— BEGIN Supplied entries —

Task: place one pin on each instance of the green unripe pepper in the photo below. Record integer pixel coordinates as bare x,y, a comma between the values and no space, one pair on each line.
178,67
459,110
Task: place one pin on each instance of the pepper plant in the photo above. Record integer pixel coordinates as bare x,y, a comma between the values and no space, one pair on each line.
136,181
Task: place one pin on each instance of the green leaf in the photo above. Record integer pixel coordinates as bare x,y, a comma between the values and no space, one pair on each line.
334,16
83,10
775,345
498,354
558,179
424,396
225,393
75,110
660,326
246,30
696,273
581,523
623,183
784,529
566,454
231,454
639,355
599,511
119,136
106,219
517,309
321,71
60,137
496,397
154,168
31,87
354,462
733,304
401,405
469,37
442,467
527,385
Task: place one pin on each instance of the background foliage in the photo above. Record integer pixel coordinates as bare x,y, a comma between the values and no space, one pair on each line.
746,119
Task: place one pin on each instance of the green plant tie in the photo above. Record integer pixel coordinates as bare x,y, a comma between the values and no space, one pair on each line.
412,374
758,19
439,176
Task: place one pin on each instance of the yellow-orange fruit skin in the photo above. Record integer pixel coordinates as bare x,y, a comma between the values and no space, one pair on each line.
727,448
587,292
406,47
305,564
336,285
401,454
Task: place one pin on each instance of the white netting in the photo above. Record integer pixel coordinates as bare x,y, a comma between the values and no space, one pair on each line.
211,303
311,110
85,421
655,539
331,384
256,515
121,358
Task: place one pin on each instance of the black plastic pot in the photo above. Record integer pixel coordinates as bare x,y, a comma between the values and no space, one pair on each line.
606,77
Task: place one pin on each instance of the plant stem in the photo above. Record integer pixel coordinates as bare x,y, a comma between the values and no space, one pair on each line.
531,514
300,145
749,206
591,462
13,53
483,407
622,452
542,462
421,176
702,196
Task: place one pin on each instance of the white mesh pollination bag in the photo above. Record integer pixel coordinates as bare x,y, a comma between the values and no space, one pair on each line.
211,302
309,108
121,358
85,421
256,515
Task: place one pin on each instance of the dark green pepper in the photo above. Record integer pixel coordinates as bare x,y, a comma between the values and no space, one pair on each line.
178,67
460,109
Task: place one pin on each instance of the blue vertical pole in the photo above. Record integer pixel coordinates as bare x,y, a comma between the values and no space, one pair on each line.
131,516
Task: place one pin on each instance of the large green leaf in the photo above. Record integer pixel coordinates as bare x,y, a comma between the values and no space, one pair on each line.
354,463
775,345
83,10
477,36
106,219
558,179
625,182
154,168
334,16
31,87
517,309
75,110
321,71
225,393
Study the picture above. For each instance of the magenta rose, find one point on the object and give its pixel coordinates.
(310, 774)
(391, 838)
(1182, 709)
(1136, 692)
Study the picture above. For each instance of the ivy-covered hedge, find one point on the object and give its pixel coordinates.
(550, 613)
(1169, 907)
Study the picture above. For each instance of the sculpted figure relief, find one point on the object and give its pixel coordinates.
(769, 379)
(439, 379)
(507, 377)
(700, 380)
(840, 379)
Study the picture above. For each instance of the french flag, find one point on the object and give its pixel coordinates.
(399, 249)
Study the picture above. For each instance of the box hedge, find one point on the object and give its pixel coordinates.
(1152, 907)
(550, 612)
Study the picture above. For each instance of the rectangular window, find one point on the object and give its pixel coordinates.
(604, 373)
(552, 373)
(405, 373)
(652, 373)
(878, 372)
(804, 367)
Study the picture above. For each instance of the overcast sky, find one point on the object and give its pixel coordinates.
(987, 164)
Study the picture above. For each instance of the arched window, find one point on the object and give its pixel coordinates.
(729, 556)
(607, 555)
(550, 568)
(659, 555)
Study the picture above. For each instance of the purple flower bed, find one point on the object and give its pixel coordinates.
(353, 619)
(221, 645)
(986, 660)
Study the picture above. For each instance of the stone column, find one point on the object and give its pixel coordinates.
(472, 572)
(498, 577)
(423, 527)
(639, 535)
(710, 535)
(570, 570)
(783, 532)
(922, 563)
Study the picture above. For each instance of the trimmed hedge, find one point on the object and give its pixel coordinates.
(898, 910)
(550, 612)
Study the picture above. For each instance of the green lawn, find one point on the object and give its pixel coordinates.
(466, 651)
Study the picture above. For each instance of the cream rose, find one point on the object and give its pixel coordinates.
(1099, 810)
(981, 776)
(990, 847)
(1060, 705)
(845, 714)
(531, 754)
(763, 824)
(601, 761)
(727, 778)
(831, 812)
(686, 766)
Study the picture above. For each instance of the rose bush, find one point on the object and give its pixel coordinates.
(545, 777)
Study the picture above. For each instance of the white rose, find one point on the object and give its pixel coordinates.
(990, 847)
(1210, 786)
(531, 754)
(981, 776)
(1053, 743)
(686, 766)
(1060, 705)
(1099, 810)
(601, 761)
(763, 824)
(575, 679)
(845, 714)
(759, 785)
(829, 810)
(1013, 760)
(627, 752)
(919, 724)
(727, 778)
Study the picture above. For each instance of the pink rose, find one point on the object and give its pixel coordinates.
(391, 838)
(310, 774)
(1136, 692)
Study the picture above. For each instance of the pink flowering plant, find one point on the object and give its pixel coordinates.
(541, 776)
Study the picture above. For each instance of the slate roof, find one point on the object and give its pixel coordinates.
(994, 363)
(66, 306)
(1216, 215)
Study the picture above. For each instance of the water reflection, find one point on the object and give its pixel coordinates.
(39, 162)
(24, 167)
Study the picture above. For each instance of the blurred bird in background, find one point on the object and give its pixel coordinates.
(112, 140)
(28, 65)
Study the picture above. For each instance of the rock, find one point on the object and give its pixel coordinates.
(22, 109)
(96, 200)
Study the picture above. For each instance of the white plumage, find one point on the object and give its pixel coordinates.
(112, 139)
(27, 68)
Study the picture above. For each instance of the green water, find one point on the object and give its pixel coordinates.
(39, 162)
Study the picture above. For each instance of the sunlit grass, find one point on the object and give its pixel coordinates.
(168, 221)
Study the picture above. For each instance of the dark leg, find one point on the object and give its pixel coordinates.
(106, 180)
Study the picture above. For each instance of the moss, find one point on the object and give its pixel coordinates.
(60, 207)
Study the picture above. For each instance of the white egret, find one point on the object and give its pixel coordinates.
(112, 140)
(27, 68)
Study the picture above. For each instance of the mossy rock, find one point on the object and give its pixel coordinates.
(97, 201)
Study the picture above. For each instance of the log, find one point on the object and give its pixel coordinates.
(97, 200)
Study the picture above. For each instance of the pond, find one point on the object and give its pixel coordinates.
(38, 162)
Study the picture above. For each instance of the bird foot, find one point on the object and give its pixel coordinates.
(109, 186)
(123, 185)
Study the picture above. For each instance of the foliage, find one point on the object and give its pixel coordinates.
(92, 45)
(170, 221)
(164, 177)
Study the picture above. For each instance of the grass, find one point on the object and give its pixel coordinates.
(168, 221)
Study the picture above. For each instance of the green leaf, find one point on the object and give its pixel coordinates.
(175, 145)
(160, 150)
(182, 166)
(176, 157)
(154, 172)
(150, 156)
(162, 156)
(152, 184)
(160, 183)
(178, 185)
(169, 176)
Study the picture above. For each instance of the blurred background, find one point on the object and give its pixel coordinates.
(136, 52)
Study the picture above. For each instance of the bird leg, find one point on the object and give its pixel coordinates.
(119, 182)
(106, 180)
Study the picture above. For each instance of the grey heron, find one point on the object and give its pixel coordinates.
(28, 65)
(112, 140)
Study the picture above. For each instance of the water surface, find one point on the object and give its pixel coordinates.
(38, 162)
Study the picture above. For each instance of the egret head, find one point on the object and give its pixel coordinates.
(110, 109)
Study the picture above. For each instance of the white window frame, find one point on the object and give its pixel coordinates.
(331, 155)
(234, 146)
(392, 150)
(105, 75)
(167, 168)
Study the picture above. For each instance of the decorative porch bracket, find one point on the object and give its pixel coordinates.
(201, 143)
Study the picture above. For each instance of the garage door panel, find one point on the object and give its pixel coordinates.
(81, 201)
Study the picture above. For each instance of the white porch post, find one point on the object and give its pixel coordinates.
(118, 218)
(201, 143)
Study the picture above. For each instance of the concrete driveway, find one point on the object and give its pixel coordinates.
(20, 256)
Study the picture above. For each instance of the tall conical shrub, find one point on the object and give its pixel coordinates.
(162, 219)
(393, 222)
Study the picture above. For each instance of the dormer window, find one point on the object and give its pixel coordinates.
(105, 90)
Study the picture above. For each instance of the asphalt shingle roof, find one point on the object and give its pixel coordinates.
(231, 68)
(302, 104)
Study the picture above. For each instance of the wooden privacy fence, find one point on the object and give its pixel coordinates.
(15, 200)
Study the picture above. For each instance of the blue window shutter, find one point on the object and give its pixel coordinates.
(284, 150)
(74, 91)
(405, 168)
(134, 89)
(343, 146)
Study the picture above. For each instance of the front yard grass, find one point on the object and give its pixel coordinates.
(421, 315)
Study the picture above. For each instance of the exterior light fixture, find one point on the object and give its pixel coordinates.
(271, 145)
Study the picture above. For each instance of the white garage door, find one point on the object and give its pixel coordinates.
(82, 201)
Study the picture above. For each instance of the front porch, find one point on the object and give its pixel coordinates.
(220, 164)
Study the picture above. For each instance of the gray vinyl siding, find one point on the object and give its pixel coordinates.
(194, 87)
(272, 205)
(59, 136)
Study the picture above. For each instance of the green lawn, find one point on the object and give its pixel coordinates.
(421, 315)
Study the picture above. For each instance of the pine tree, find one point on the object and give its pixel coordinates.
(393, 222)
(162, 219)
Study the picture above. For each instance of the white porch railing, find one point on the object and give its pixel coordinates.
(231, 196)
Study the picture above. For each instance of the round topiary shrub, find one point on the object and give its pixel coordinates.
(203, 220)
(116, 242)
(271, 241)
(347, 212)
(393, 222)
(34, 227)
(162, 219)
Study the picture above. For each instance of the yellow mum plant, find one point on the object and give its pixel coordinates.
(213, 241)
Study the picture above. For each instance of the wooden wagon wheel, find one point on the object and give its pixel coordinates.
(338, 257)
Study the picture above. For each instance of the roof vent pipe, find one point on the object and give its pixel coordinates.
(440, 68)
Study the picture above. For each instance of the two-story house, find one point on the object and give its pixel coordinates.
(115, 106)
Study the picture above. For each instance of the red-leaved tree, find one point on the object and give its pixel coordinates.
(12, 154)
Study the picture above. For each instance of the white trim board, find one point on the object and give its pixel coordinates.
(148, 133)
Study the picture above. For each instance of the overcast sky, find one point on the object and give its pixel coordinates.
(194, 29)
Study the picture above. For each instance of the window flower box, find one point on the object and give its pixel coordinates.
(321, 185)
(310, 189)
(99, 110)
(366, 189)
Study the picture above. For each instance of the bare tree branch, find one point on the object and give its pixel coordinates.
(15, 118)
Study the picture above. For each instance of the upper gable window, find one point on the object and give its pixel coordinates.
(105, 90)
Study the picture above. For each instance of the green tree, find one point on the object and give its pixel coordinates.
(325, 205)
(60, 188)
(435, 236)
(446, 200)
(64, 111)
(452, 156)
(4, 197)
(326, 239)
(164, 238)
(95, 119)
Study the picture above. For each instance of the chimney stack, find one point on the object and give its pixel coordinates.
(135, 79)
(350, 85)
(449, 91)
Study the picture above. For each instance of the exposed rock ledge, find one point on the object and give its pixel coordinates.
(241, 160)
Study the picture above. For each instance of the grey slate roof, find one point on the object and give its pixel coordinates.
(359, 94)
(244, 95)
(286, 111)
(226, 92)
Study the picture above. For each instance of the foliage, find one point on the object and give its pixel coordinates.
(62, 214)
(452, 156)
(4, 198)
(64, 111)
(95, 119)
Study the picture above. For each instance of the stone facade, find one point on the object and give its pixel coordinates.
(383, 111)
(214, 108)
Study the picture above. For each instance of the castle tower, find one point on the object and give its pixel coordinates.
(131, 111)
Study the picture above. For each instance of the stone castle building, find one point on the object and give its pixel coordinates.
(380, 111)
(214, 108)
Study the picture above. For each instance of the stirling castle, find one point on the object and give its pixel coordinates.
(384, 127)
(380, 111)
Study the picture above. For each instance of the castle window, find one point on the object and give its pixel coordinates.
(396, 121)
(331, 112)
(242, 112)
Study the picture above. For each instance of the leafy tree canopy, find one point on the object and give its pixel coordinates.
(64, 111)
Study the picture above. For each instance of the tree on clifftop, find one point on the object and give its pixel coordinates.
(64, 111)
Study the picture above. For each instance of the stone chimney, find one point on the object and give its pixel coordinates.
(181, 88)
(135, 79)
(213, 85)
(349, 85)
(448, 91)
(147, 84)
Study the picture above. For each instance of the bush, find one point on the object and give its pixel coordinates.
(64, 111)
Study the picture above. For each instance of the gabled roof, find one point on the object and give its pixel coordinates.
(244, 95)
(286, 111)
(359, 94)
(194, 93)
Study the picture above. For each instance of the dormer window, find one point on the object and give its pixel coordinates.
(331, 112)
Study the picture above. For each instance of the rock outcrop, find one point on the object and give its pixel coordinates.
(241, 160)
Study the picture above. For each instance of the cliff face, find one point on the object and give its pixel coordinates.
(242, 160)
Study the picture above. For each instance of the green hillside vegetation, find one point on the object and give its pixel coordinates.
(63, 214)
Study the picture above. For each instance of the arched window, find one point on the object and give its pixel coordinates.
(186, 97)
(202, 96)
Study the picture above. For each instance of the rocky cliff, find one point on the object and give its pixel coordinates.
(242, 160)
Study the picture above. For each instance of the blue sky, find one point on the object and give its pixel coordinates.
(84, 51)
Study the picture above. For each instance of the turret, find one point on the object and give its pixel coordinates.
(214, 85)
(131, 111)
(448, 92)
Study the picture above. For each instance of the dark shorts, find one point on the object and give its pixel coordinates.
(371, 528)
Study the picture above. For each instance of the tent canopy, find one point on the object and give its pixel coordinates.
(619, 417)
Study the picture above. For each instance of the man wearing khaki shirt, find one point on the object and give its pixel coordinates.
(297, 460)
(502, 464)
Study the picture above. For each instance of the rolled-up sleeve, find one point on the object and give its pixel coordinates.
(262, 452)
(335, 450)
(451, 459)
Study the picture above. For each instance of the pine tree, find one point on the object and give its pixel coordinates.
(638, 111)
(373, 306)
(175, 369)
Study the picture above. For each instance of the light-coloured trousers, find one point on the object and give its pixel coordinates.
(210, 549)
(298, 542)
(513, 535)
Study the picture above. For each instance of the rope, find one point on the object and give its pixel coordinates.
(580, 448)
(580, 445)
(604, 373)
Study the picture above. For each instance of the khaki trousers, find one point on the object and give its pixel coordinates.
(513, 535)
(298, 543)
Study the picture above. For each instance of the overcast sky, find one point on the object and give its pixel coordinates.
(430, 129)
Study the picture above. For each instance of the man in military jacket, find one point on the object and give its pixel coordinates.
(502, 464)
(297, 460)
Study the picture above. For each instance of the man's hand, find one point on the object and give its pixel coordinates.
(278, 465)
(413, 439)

— END Supplied entries —

Nothing but the lines from the line with "Study the picture above. For each instance of the rolled-up" to the last line of the listing above should appear; please retype them exactly, both ends included.

• _The answer_
Study the picture above. For each instance of the rolled-up sleeve, find one point on the object and give its pixel coordinates.
(262, 452)
(335, 450)
(451, 459)
Study the picture above. For each instance of the pine tree, find one point on the object and give its pixel coordinates.
(638, 111)
(373, 306)
(175, 369)
Study the picture above. For each instance of the light-coloured trousers, find one point on the object and give its pixel coordinates.
(210, 549)
(298, 542)
(513, 535)
Study the picture above. For each instance of the rope, find one point on the object and give its pixel coordinates.
(580, 448)
(580, 445)
(604, 373)
Study the picture above. For each instance of the khaki trousers, find one point on the object and give its pixel coordinates.
(513, 535)
(298, 543)
Study the picture above. For each instance of the overcast sky, find one point on the object and give its pixel coordinates.
(430, 129)
Study the picture above. For each instance of the man in military jacket, find one point on the object and give its pixel coordinates.
(502, 464)
(297, 460)
Study the picture above. For each instance of the man's hand, find one point on the object and give its pixel coordinates.
(278, 465)
(413, 439)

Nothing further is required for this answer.